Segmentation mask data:
[Start of section]
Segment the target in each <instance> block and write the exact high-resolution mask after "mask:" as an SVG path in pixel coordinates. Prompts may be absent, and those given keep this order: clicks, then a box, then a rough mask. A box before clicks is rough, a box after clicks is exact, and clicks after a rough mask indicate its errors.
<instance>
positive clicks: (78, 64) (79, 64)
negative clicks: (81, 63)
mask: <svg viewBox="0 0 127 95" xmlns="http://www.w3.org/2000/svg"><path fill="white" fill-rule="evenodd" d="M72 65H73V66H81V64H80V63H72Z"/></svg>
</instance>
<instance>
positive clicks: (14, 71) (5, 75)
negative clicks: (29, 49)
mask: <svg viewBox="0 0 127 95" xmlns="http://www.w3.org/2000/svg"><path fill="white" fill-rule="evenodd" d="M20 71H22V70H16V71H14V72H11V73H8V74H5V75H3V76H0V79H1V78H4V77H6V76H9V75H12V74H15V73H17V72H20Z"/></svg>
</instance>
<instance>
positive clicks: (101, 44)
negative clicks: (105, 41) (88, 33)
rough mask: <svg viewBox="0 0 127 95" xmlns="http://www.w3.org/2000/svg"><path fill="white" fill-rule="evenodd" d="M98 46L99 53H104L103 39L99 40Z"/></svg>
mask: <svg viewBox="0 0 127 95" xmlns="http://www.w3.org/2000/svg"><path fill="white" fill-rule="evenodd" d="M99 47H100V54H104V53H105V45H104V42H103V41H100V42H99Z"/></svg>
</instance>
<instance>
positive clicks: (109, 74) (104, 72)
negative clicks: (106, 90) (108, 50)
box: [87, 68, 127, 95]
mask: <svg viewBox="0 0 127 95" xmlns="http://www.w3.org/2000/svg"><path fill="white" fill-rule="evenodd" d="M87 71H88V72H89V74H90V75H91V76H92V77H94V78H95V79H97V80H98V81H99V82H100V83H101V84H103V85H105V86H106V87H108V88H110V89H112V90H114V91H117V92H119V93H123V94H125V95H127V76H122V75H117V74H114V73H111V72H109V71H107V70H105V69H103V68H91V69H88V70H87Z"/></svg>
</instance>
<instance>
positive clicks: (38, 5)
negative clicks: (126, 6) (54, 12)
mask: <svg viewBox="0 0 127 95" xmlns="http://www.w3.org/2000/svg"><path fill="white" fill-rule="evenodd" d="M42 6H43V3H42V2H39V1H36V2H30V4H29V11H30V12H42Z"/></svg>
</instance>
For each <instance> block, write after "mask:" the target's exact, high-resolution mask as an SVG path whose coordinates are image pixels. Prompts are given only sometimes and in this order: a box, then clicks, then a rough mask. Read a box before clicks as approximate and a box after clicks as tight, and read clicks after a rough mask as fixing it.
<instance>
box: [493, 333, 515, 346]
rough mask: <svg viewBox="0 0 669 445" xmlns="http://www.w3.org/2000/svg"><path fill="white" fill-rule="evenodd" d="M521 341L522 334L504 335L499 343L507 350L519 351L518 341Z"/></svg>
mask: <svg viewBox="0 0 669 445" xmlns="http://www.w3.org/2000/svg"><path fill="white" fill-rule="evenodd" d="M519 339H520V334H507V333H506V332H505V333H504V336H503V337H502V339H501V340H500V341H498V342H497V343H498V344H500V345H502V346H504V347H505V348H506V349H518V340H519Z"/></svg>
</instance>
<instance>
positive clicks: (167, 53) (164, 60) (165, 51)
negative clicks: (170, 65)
[End of section]
Problem to work on: Print each line of the data exactly. Keep all of it.

Exercise answer:
Segment the target in each <instance> block and write the exact high-resolution mask after "mask:" as an SVG path in pixel coordinates. Prompts may be absent, and those given keep this order: clicks, then a box, then a rough mask. A box before clicks is rough, a box after clicks is exact, and clicks after a rough mask indicate its errors.
<instance>
positive clicks: (78, 64) (79, 64)
negative clicks: (81, 63)
mask: <svg viewBox="0 0 127 95" xmlns="http://www.w3.org/2000/svg"><path fill="white" fill-rule="evenodd" d="M72 65H73V66H81V64H80V63H72Z"/></svg>
</instance>
<instance>
positive clicks: (14, 71) (5, 75)
negative clicks: (29, 49)
mask: <svg viewBox="0 0 127 95" xmlns="http://www.w3.org/2000/svg"><path fill="white" fill-rule="evenodd" d="M20 71H22V70H16V71H14V72H11V73H8V74H5V75H3V76H0V79H1V78H4V77H6V76H9V75H12V74H15V73H17V72H20Z"/></svg>
</instance>
<instance>
positive clicks: (101, 44)
negative clicks: (105, 41) (88, 33)
rough mask: <svg viewBox="0 0 127 95" xmlns="http://www.w3.org/2000/svg"><path fill="white" fill-rule="evenodd" d="M98 46L99 53H104L103 39L99 40Z"/></svg>
mask: <svg viewBox="0 0 127 95" xmlns="http://www.w3.org/2000/svg"><path fill="white" fill-rule="evenodd" d="M99 47H100V54H104V53H105V45H104V42H103V41H100V42H99Z"/></svg>
</instance>
<instance>
positive clicks: (109, 74) (104, 72)
negative clicks: (106, 90) (108, 50)
box: [87, 68, 127, 95]
mask: <svg viewBox="0 0 127 95" xmlns="http://www.w3.org/2000/svg"><path fill="white" fill-rule="evenodd" d="M87 71H88V72H89V74H90V75H91V76H92V77H94V78H95V79H97V80H98V81H99V82H100V83H101V84H103V85H105V86H106V87H108V88H110V89H112V90H114V91H117V92H119V93H123V94H125V95H127V76H122V75H117V74H114V73H111V72H109V71H107V70H105V69H103V68H91V69H88V70H87Z"/></svg>
</instance>
<instance>
positive clicks: (38, 5)
negative clicks: (126, 6) (54, 12)
mask: <svg viewBox="0 0 127 95" xmlns="http://www.w3.org/2000/svg"><path fill="white" fill-rule="evenodd" d="M42 6H43V3H42V2H39V1H36V2H30V4H29V11H30V12H42Z"/></svg>
</instance>
For each <instance> block, write after "mask:" the target's exact, high-resolution mask as an SVG path whose coordinates are image pixels. Prompts are given only sometimes and in this order: a box, then clicks, then a rough mask. Read a box before clicks as approximate and a box after clicks as tight, and read clicks after a rough mask as fixing it.
<instance>
box: [493, 333, 515, 346]
rough mask: <svg viewBox="0 0 669 445" xmlns="http://www.w3.org/2000/svg"><path fill="white" fill-rule="evenodd" d="M521 341L522 334L504 335L499 343L507 350L519 351L518 341Z"/></svg>
mask: <svg viewBox="0 0 669 445" xmlns="http://www.w3.org/2000/svg"><path fill="white" fill-rule="evenodd" d="M519 339H520V334H507V333H506V332H505V333H504V336H503V337H502V339H501V340H500V341H498V342H497V343H498V344H500V345H502V346H504V347H505V348H506V349H518V340H519Z"/></svg>
</instance>
<instance>
positive clicks: (167, 53) (164, 60) (165, 51)
negative clicks: (170, 65)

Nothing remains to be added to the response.